▸ WHAT YOU SHOULD DO: Reproduce every line of the material below word for word, without altering, omitting, or reordering anything.
[START]
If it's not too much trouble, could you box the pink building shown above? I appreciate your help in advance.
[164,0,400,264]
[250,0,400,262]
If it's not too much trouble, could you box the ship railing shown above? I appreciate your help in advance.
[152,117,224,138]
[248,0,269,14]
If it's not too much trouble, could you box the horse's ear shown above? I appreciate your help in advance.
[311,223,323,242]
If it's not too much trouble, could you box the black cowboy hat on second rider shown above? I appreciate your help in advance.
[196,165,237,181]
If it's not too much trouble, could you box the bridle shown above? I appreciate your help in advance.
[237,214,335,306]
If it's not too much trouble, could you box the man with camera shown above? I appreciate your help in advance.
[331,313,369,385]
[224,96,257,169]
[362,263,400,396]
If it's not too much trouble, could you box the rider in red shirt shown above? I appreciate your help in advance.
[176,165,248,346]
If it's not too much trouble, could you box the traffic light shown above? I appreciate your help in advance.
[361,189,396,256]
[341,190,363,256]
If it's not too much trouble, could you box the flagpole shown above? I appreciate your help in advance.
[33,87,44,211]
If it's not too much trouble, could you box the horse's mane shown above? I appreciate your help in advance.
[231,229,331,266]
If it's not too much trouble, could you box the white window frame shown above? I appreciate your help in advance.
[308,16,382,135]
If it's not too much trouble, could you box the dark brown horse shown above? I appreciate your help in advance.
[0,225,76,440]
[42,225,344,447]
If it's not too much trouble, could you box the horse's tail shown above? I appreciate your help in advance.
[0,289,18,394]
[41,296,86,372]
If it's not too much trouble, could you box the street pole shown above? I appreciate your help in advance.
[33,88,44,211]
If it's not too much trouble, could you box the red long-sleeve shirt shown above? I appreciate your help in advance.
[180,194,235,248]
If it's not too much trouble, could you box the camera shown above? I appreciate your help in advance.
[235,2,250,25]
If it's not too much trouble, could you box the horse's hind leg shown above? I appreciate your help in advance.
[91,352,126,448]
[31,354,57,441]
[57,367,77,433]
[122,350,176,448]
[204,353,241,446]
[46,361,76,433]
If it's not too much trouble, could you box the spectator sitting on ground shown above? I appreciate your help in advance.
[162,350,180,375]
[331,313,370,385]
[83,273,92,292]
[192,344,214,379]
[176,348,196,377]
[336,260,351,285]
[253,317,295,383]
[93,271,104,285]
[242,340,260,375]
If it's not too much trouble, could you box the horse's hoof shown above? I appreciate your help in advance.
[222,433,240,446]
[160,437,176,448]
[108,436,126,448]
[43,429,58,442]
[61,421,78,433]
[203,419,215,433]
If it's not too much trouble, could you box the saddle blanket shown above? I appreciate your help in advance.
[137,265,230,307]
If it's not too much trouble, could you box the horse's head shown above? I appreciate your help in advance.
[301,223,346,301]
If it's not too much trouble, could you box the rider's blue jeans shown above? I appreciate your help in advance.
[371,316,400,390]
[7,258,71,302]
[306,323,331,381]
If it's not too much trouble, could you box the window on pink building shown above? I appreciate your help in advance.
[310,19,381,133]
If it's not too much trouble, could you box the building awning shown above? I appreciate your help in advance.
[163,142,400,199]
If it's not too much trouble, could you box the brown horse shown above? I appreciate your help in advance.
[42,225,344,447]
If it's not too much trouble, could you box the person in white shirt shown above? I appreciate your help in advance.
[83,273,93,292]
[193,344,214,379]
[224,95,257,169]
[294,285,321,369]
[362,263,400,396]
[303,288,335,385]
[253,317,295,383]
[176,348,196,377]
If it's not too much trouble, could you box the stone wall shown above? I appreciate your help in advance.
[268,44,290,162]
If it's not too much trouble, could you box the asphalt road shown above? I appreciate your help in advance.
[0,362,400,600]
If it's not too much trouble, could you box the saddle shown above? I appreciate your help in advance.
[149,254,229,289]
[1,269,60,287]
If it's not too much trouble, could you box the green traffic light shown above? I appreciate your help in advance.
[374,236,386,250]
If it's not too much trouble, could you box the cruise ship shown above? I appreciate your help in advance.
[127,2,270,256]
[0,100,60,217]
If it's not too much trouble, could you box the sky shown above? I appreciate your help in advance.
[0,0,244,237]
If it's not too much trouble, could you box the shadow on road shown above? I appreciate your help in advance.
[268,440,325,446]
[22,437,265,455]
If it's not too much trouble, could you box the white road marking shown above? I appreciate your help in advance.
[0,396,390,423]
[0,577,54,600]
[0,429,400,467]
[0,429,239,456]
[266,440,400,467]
[END]
▸ RESULT:
If it's not too much trouble, could you box the pink building shown above? I appreciate your help in advance.
[164,0,400,264]
[250,0,400,262]
If it's not too much trouble, could you box the ship railing shown above? I appreciate your help in advance.
[152,117,224,138]
[248,0,269,14]
If it's not too much trouble, could you box the horse's ear shown above? I appreciate your help in advance.
[311,223,323,242]
If it's not too much trouble, could you box the black cowboy hat on second rider shown above? I appreciate your help in advance.
[196,165,237,181]
If it's not too much trouble, could you box the bridle shown above? I appreciate your help in advance.
[237,214,335,306]
If it's not too much trouble, could you box the man with camera shown above? I appreciate your help in advance.
[331,313,369,385]
[224,96,257,169]
[362,263,400,396]
If it's not too much trouble, could you box the rider in red shirt shown above? I appreciate your help in advance.
[176,165,248,346]
If it's not too much trouble, could you box the traffic light shown above? I appreciate your help in advance.
[361,189,396,256]
[341,190,363,256]
If it's not too much trouble, could you box the flagpole shown above? I appreciate your help in advance.
[33,87,44,211]
If it's not too much trouble, could you box the horse's mane shown above? I appreciate your help in advance.
[231,229,331,266]
If it's not too much trouble, could you box the white window frame shown above? I appreciate your help in advance.
[308,16,382,135]
If it's not too much trouble, could you box the dark brown horse shown above? I appreciate your help in advance.
[0,225,76,440]
[42,225,344,447]
If it's not too much trouble, could you box the horse's tail shown above? I appreciate your help in advance.
[0,289,18,394]
[41,296,86,372]
If it's not too much trouble, could you box the street pole shown above? I appreciate your help in advance.
[33,88,44,211]
If it's not too much trouble, could you box the red long-sleeve shirt shown above? I appreciate your help in advance.
[180,194,235,248]
If it's not too much trouble, could you box the camera shown above? I appreciate your help in advance.
[235,2,250,25]
If it's not too much trouble, could you box the horse's hind leg shown above? I appreciate your help in advance.
[91,352,126,448]
[31,354,57,441]
[57,367,77,433]
[122,350,176,448]
[204,353,241,446]
[46,361,76,433]
If it's not too much trouble, could you box the spectator sitting on ground shown above? I appreciate your help in advance.
[162,350,180,375]
[331,313,370,385]
[83,273,92,292]
[192,344,214,379]
[176,348,196,377]
[336,260,351,285]
[253,317,295,383]
[93,271,104,285]
[242,340,260,375]
If it's not too much trouble, could you box the horse's hoof shown above? I appreciate your help in advance.
[222,433,240,446]
[160,437,176,448]
[108,436,126,448]
[43,429,58,442]
[61,421,78,433]
[203,419,215,433]
If it's not too much trouble, could you box the saddle blanket shown above? I appreciate your help in advance.
[137,265,230,307]
If it's not too much trouble, could you box the horse's head shown above? I appreciate your help in advance.
[301,223,346,301]
If it's not too much trouble, could you box the rider's blue jeans shown above? I appreciate your help in advance.
[371,316,400,390]
[7,258,71,302]
[306,323,331,381]
If it's not too much trouble, could you box the window on pink building shown above? I appreciate your help in advance.
[310,19,381,133]
If it's not too much trouble, could you box the building awning shown above? I appreciate your help in advance.
[163,142,400,199]
If it's not too much trouble, could you box the brown horse shown above? I appreciate your help in advance.
[42,225,344,447]
If it's not too much trouble, could you box the person in white shirt shown above? I appreciate your help in advance.
[83,273,93,292]
[193,344,214,379]
[224,95,257,169]
[294,285,321,369]
[362,263,400,396]
[303,288,335,385]
[253,317,295,383]
[176,348,196,377]
If it's not too much trouble, could you box the stone wall shown above? I appreciate your help in advance.
[268,44,290,162]
If it's not too much trouble, could you box the asphalt road shown above? I appreciate your help in advance.
[0,362,400,600]
If it's not too much trouble, could you box the saddle shown above? I appreciate your help in advance.
[149,254,229,289]
[1,269,60,287]
If it's not too much trouble, could you box the green traffic light shown above? I appreciate your help in advance.
[374,236,386,250]
If it's not too much trouble, could you box the cruise ship shown above? I appreciate your help in advance.
[127,2,270,256]
[0,100,60,217]
If it's not too much trouble, could you box the sky shown above? I appreciate your help in advance.
[0,0,244,237]
If it's not too much trouble, could you box the shadow on road shown above? I appreciate your help in advance.
[268,440,325,446]
[22,437,265,455]
If it's not too much trouble, could you box the white road marking shown above? I appreciate your help in advance.
[0,396,390,423]
[0,577,54,600]
[0,429,400,467]
[0,429,239,456]
[266,440,400,467]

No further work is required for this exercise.